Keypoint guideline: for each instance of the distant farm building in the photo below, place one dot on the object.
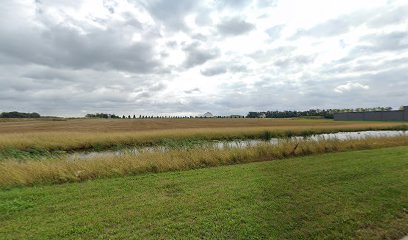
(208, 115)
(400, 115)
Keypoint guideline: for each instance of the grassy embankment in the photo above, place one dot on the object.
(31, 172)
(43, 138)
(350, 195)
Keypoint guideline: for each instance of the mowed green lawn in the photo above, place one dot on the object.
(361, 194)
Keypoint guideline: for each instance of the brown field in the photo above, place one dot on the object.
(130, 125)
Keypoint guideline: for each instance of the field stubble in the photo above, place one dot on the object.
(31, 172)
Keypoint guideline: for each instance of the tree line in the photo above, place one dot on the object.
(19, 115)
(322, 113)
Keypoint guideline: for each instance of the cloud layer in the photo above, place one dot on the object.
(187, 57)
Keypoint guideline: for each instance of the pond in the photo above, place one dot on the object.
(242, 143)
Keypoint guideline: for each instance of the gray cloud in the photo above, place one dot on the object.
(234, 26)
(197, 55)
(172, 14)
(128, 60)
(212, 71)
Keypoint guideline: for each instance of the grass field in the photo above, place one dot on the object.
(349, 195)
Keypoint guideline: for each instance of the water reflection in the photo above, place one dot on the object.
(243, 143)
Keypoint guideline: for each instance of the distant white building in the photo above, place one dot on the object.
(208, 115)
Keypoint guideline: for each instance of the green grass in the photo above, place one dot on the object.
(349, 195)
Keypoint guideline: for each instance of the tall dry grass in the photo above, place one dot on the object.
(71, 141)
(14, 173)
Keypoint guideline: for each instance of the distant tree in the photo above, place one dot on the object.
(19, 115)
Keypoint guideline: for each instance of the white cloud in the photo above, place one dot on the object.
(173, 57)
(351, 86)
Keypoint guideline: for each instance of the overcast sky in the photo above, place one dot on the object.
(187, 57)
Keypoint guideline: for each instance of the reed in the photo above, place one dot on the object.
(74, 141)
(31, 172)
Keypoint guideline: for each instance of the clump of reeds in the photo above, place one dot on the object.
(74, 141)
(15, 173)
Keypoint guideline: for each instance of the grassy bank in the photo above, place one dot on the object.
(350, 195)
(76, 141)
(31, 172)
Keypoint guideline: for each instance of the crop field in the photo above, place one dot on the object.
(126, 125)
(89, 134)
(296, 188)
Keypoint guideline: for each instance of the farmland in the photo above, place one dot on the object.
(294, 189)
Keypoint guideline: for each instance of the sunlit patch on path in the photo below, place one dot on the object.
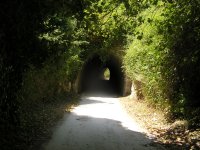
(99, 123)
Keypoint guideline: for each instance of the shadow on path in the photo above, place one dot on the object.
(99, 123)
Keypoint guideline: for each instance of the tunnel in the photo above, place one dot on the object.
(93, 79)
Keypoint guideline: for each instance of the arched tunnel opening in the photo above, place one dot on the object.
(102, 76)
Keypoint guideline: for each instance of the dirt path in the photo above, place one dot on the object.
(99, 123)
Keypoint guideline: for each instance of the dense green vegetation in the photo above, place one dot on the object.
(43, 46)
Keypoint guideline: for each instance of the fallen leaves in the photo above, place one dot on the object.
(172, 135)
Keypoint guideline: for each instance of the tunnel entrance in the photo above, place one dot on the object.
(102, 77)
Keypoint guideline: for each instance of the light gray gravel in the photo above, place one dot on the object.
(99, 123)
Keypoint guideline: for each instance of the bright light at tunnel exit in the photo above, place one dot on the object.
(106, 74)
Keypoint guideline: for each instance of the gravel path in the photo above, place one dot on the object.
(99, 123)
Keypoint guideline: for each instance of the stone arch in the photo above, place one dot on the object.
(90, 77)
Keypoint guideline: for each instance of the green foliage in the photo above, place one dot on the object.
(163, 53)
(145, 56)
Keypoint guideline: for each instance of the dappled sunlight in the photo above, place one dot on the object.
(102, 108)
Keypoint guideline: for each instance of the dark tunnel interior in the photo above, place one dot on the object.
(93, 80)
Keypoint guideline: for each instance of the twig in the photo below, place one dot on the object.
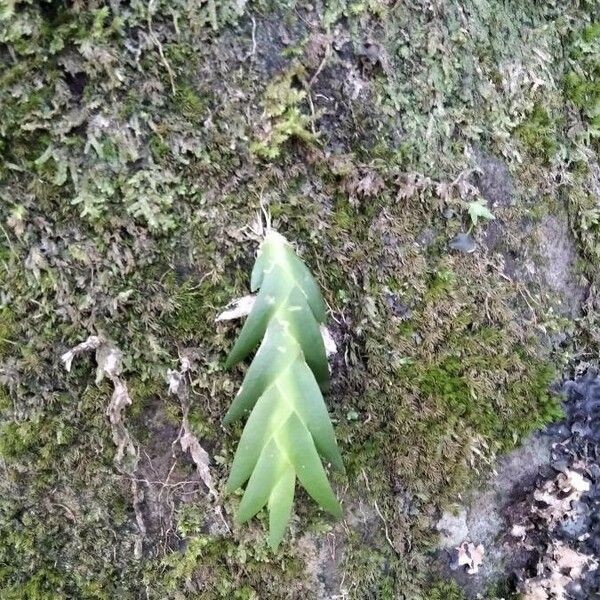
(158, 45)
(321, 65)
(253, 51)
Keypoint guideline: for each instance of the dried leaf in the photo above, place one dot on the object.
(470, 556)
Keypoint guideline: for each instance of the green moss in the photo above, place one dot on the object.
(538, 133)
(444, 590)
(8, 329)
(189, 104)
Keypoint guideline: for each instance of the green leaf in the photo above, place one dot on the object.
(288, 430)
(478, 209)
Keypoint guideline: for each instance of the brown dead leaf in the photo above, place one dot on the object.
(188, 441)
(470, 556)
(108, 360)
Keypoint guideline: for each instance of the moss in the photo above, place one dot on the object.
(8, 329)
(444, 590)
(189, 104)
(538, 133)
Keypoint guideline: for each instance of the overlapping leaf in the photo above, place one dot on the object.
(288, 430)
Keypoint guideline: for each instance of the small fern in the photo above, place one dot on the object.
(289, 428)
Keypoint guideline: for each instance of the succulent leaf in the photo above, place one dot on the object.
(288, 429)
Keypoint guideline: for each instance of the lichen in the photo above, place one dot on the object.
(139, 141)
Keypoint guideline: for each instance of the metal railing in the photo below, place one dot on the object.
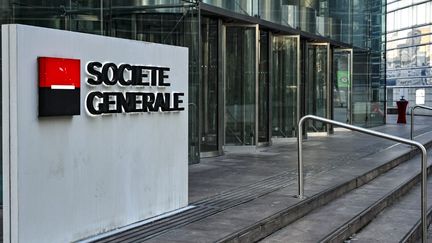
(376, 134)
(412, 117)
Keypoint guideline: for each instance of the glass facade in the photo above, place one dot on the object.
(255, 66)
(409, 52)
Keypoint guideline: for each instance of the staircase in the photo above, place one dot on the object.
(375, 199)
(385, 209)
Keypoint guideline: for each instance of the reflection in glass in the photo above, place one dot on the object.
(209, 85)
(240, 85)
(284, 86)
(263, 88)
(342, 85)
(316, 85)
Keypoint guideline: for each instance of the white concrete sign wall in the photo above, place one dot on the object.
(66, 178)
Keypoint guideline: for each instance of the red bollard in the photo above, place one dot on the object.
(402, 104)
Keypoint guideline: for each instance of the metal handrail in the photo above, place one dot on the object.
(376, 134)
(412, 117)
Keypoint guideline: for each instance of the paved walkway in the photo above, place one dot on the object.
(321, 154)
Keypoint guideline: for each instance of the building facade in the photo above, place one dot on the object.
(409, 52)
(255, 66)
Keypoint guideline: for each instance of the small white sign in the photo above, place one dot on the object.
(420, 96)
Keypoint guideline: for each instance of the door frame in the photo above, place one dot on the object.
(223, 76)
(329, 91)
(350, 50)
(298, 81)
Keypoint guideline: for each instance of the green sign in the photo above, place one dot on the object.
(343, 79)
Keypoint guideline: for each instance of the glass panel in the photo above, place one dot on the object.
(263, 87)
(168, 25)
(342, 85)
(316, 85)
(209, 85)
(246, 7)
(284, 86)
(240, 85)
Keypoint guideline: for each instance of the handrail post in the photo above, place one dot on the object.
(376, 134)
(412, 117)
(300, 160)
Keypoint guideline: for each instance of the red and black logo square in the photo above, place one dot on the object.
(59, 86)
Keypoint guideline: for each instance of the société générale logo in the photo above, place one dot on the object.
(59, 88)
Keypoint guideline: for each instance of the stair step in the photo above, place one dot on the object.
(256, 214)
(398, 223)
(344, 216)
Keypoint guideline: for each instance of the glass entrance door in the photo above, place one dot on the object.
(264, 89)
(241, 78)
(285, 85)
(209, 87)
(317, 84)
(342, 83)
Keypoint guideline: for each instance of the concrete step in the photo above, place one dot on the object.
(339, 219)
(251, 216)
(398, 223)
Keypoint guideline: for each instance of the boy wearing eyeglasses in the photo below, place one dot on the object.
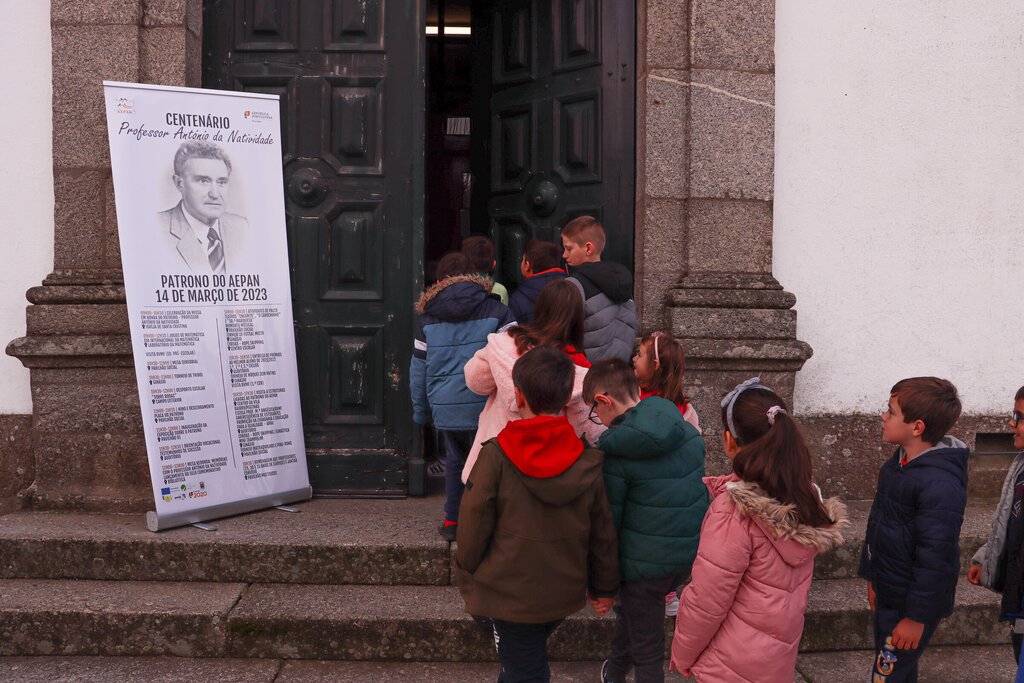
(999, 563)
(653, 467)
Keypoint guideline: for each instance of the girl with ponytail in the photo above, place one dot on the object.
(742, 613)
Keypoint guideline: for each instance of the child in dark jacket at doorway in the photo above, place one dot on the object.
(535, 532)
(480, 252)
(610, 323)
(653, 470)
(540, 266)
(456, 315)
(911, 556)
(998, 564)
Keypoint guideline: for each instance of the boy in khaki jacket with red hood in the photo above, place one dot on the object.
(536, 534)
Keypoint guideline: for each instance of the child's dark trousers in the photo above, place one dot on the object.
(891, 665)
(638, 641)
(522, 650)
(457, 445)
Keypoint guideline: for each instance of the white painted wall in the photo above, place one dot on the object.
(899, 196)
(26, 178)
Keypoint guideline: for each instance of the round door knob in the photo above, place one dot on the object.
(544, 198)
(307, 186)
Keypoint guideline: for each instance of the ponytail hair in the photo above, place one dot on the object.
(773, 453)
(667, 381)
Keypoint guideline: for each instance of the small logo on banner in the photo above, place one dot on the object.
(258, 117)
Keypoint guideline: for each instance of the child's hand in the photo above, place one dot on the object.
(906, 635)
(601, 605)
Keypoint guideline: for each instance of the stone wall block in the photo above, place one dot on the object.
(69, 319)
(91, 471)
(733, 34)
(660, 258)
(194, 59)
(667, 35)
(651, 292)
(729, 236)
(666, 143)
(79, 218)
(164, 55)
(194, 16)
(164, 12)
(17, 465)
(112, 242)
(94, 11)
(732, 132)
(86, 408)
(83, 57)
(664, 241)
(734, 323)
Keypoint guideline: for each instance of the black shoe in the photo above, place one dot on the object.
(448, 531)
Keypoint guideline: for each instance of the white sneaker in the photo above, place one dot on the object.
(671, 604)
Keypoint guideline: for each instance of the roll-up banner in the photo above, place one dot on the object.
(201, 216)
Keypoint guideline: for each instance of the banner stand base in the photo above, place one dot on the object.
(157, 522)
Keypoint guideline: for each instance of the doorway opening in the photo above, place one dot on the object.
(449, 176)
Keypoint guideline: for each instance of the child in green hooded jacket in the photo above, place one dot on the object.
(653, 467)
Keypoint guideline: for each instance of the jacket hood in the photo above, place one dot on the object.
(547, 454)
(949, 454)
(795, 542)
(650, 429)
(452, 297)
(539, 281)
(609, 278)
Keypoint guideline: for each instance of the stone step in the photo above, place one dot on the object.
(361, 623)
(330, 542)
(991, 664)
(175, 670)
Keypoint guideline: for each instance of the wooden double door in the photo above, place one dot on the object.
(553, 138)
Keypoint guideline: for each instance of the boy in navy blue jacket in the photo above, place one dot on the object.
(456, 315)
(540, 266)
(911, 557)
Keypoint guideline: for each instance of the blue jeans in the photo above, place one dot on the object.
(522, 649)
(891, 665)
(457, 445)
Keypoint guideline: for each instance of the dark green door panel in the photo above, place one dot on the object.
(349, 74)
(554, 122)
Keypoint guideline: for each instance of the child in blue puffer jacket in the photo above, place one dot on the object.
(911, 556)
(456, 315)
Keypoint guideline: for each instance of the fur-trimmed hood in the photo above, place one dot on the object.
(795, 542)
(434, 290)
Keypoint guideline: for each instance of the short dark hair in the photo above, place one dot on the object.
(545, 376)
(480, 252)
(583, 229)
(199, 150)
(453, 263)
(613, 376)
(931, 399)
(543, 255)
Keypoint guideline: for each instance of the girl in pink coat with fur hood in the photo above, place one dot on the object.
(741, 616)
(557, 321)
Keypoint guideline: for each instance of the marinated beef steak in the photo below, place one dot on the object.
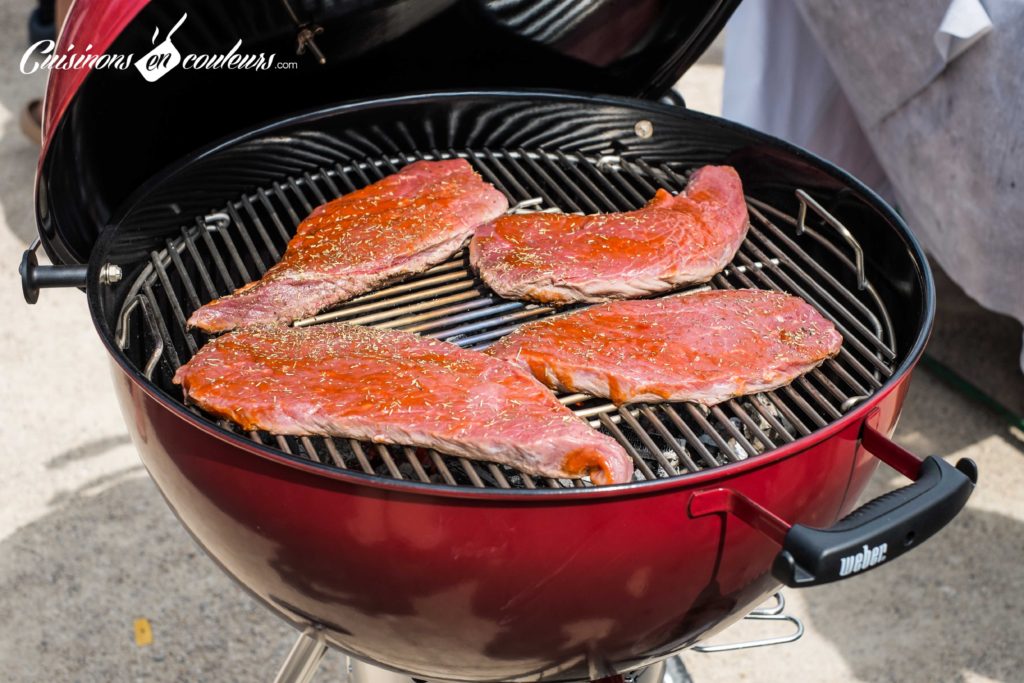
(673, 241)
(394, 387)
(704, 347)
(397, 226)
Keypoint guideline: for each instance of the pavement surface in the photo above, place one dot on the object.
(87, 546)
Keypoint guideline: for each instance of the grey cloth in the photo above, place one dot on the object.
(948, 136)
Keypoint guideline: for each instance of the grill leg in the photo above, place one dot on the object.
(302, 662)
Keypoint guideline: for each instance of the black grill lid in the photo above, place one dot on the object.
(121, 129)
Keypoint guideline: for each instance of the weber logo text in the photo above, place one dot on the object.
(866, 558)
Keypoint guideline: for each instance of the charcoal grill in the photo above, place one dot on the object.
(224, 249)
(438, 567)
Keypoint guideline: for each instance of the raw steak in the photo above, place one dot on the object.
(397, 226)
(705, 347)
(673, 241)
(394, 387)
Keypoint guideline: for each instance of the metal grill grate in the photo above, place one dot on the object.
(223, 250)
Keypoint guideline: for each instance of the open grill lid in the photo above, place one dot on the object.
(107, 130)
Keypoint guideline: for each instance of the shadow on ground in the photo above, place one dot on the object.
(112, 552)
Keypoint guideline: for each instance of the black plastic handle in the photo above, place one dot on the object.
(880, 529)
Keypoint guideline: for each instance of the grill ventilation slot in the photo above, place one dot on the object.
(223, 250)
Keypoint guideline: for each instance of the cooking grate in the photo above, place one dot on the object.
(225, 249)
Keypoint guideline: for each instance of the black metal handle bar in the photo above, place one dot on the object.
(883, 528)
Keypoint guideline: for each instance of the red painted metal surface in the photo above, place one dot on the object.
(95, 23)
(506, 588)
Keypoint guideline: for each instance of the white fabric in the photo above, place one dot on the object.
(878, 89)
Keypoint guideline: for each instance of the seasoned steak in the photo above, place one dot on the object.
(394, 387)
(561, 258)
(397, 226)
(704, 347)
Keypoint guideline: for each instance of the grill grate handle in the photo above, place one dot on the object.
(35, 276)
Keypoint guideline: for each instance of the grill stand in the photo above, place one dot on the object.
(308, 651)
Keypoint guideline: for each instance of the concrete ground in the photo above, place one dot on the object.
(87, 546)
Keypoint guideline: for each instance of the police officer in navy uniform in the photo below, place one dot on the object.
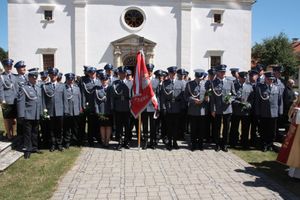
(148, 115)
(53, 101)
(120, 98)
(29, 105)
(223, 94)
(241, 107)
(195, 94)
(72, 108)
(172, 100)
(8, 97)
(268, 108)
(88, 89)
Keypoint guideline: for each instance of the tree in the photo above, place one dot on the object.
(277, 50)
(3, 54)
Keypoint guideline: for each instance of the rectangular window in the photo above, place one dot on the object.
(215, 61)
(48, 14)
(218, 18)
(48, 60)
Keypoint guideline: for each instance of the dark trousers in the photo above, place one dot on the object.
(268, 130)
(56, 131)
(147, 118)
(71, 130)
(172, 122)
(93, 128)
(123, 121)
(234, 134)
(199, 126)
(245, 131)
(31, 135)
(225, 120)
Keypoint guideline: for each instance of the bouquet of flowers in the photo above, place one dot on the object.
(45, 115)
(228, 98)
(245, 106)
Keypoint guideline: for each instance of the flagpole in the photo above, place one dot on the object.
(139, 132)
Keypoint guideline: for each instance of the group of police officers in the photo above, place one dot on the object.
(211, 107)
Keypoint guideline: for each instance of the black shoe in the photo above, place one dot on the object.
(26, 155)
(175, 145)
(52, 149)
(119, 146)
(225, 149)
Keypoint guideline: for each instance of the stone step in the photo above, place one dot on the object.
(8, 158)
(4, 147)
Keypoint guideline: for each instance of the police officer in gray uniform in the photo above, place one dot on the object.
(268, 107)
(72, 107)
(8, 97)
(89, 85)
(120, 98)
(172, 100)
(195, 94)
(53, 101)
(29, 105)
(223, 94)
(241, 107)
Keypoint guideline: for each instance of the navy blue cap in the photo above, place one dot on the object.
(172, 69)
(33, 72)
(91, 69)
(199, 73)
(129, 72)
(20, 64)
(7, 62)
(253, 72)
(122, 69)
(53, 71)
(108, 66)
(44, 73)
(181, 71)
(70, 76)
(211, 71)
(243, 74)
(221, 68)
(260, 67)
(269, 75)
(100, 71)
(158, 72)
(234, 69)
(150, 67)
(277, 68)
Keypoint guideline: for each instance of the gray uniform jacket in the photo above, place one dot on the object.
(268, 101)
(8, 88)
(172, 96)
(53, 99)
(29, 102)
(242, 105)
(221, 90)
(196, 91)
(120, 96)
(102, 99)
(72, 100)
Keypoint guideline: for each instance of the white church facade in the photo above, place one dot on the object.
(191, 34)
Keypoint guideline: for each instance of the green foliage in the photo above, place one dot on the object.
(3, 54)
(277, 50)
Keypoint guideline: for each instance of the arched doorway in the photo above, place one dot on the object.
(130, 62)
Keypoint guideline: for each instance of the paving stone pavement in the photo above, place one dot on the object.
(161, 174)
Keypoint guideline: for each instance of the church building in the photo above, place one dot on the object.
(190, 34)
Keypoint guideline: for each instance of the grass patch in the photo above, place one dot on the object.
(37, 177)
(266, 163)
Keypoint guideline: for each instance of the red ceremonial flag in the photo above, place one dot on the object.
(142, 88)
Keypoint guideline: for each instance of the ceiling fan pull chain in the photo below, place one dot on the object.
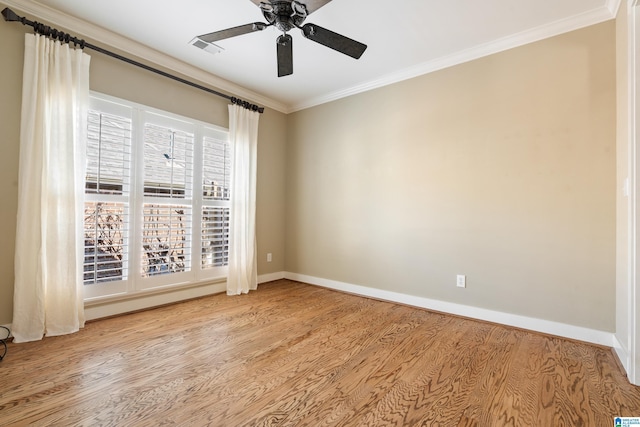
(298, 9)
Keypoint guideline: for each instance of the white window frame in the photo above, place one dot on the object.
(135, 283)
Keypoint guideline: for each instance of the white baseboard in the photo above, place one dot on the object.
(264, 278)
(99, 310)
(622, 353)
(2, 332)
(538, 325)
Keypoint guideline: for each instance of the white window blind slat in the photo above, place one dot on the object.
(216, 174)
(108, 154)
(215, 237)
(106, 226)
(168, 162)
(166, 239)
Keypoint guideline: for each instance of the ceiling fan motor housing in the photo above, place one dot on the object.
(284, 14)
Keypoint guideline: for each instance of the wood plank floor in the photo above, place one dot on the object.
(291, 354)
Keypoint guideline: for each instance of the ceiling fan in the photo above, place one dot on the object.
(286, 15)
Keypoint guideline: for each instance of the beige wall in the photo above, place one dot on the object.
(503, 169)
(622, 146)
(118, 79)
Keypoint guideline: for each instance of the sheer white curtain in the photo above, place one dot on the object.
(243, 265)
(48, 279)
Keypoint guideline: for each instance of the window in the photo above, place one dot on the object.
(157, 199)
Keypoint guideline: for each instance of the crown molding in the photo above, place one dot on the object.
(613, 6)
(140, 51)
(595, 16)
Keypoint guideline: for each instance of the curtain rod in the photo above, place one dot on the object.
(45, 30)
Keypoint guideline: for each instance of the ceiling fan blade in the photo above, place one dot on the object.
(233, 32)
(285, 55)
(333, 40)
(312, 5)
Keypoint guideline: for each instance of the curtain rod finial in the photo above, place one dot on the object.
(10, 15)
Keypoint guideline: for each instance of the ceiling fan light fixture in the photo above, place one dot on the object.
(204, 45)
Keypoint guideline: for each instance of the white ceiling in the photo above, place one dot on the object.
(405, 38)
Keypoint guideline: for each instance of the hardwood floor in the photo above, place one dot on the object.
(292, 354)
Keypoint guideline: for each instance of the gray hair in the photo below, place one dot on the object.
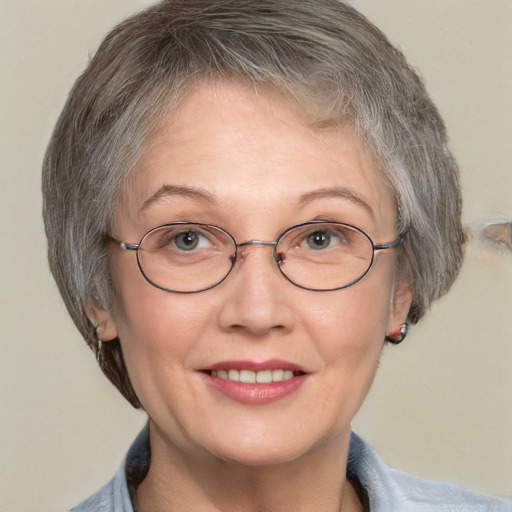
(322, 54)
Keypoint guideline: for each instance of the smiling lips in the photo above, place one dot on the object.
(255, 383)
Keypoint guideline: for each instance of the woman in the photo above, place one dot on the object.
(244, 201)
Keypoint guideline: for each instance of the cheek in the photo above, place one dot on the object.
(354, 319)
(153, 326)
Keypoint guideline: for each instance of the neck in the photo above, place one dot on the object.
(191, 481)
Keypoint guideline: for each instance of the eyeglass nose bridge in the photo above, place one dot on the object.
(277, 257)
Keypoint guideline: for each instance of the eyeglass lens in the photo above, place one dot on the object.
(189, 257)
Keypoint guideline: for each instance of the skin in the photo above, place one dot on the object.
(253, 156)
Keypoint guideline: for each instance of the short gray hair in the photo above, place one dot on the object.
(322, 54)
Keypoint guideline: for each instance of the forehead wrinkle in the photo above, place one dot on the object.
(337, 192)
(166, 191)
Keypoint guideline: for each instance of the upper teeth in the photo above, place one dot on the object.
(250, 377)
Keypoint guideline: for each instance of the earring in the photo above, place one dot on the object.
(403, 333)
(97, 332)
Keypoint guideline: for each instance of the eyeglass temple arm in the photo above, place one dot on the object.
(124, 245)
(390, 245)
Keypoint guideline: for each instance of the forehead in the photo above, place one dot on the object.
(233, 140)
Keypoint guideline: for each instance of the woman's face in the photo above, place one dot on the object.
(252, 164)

------------------------------

Start at the line that has "Keypoint guideline: for each instance of the forehead in" and stop at the end of the rows above. Render those rows as a two-column CSV with the headers instruction and coordinates, one line per row, with each value in a single quoted field and any line breaks turned into spaces.

> **Solution to this problem**:
instruction,coordinates
"Keypoint guideline: for each instance of the forehead in the photo above, place one dot on the object.","(233, 140)"
"Keypoint guideline: for each instance of the woman's face in the photo above, place one dot on the object.","(252, 164)"